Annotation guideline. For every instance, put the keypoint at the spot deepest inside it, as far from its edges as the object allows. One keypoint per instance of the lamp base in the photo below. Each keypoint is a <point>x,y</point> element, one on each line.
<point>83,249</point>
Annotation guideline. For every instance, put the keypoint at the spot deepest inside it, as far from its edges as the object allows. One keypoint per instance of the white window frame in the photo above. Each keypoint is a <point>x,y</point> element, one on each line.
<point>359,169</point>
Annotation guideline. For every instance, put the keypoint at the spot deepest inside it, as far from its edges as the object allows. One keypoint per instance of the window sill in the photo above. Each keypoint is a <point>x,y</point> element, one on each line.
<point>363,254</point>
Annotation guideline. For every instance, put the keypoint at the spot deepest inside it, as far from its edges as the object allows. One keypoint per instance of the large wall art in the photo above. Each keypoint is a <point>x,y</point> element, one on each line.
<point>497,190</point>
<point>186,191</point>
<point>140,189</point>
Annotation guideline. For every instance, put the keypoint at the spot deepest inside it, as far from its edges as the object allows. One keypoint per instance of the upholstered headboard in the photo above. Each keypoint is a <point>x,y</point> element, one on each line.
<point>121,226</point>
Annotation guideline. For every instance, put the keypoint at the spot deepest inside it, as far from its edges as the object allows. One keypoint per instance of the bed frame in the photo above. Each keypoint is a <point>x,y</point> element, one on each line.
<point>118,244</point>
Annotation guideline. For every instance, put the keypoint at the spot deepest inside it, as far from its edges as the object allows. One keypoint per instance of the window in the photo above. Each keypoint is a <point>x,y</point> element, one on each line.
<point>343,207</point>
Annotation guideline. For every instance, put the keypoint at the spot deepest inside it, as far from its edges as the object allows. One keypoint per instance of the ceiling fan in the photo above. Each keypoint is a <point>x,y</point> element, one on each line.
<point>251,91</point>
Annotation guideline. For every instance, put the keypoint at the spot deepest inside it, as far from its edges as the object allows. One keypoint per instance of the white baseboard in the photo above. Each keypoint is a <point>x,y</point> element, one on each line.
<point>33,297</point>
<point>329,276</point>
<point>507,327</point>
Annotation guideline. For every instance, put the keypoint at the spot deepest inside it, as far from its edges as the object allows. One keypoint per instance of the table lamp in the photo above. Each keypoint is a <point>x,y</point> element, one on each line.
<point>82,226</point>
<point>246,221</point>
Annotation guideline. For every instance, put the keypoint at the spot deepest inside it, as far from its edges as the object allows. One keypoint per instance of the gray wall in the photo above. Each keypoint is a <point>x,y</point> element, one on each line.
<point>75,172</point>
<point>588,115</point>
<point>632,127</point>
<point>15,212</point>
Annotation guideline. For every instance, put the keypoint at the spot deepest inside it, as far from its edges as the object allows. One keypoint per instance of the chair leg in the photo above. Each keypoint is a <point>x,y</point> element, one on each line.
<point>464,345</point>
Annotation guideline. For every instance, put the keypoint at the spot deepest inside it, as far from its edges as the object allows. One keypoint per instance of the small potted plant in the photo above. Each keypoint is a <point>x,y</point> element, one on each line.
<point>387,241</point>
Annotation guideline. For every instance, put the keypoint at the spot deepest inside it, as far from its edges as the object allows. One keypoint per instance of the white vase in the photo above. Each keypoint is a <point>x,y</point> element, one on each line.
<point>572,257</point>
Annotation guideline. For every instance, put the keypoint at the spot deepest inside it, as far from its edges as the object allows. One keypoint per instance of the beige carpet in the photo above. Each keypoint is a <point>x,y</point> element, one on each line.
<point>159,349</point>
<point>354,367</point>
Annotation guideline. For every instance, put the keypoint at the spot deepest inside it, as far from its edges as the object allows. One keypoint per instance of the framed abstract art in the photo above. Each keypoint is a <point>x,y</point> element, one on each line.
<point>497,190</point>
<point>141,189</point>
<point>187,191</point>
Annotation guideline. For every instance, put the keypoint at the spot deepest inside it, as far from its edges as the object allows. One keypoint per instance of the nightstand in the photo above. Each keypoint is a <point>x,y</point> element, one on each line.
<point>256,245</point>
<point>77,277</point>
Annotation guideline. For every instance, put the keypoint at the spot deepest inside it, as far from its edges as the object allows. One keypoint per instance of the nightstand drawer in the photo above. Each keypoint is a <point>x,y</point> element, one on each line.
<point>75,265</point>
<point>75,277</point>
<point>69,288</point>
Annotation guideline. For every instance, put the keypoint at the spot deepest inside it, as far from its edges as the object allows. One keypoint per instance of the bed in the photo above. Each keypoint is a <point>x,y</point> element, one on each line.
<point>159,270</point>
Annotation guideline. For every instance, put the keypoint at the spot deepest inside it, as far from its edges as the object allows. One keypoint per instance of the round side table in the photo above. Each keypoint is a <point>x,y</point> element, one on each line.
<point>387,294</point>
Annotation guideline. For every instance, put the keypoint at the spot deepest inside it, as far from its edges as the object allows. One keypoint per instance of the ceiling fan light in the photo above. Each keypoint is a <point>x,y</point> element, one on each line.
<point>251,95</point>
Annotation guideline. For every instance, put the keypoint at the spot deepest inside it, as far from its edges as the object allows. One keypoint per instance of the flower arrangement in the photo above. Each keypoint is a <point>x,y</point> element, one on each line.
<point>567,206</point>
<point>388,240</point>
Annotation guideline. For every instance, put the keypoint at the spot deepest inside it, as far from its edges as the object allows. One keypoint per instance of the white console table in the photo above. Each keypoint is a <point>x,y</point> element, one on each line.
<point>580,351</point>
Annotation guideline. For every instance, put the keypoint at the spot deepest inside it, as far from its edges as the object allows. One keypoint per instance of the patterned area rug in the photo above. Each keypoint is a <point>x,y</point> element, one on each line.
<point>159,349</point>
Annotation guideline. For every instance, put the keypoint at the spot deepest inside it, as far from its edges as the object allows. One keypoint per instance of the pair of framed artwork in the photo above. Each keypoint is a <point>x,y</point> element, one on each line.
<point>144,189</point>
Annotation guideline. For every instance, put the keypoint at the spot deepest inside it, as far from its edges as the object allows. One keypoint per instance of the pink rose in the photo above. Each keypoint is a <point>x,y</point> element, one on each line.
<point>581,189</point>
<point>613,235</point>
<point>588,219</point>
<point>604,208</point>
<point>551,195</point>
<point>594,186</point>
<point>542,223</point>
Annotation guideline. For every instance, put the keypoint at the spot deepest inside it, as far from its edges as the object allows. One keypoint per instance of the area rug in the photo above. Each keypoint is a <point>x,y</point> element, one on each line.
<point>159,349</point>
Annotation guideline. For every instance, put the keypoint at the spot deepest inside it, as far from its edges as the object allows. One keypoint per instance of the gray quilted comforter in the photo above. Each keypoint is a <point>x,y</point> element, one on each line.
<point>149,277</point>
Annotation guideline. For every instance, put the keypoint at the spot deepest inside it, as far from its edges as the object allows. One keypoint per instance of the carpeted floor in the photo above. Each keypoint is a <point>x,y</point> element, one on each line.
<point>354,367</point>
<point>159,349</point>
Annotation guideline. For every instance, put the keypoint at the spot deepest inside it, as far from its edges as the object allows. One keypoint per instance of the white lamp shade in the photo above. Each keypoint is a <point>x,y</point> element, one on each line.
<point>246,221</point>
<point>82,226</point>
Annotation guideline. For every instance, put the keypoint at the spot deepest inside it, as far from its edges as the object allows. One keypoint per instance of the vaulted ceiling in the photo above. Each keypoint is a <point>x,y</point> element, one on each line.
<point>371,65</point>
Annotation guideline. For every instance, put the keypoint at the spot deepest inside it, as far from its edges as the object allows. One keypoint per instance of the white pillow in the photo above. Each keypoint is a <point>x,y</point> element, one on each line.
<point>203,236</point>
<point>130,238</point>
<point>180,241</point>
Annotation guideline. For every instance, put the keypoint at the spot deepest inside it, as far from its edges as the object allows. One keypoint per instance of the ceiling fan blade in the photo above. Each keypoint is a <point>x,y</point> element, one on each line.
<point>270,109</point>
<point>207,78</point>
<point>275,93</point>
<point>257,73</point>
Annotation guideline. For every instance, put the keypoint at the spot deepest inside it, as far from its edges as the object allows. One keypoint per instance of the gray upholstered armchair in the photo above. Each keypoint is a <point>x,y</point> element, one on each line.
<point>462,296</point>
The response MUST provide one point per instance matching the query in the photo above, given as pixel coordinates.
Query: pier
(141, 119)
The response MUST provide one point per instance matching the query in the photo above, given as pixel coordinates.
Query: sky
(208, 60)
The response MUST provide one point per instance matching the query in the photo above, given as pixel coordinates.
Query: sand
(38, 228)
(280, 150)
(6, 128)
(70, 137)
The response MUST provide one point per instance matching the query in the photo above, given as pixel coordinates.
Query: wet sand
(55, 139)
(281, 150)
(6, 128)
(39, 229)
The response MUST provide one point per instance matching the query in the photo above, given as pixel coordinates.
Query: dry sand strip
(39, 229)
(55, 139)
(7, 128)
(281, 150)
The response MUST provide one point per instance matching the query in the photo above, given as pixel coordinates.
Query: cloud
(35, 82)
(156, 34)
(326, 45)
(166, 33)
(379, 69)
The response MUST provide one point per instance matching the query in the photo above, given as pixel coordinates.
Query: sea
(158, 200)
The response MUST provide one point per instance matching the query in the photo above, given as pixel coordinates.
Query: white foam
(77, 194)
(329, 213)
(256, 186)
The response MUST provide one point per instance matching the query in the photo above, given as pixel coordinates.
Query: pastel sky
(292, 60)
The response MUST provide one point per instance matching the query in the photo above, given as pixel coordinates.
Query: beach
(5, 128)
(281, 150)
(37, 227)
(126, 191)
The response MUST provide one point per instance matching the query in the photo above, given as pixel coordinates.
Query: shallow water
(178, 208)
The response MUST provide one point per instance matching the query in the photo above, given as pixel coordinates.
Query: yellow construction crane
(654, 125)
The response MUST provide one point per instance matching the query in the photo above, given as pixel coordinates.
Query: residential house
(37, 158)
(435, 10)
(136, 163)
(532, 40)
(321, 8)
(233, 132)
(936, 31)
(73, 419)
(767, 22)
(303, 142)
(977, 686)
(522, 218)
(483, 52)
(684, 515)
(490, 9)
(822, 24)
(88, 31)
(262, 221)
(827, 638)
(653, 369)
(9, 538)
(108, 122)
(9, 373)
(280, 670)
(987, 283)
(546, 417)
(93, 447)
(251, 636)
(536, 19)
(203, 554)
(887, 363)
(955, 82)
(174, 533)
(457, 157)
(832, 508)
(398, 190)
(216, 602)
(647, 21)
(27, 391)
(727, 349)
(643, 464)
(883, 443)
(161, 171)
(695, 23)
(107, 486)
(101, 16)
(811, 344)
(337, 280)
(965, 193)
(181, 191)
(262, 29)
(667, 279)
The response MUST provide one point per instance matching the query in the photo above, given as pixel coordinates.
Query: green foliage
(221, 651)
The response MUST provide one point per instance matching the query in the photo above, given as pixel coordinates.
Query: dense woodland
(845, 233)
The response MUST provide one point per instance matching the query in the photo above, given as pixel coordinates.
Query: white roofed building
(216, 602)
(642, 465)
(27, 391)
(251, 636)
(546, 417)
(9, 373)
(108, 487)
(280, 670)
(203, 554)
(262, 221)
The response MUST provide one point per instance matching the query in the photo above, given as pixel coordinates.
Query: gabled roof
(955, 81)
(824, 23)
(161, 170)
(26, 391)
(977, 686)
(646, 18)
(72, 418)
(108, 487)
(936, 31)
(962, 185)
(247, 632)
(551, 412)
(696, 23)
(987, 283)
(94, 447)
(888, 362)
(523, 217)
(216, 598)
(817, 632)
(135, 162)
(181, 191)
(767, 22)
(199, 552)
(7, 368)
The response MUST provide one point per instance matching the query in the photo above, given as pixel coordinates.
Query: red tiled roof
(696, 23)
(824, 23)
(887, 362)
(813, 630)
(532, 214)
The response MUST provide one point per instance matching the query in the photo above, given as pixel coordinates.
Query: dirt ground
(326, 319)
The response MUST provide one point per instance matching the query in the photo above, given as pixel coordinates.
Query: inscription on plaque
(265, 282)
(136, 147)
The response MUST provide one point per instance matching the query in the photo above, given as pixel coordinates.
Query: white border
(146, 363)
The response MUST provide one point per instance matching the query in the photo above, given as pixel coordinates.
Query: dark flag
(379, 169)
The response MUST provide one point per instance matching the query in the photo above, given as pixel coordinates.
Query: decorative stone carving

--------------------------------

* _Problem requirements_
Give the entries again from the line that contains "ceiling fan light" through the line that contains "<point>580,351</point>", substituting "floral arrangement" for "flower arrangement" and leaving everything else as it is.

* _Response to the exercise_
Annotation guideline. For every instance, put the keypoint at the spot deepest inside it, as far from its edges as the object allows. One keypoint per instance of the ceiling fan light in the photo above. Each keypoint is a <point>x,y</point> element, one on each line.
<point>251,95</point>
Annotation guideline. For every instance, put the keypoint at the spot deepest inside it, as far from its edges as the object allows. One keypoint per instance of the floral arrangement in the photo above. Each keypoint is a <point>x,y</point> element, one on each line.
<point>567,206</point>
<point>388,240</point>
Annotation guideline. For every instance, put the keypoint at the spot deepest inside it, as far from its edges as the object allows. One keypoint per instance of the white console table in the photo above. Each keypoint is a <point>x,y</point> element, one on each line.
<point>580,351</point>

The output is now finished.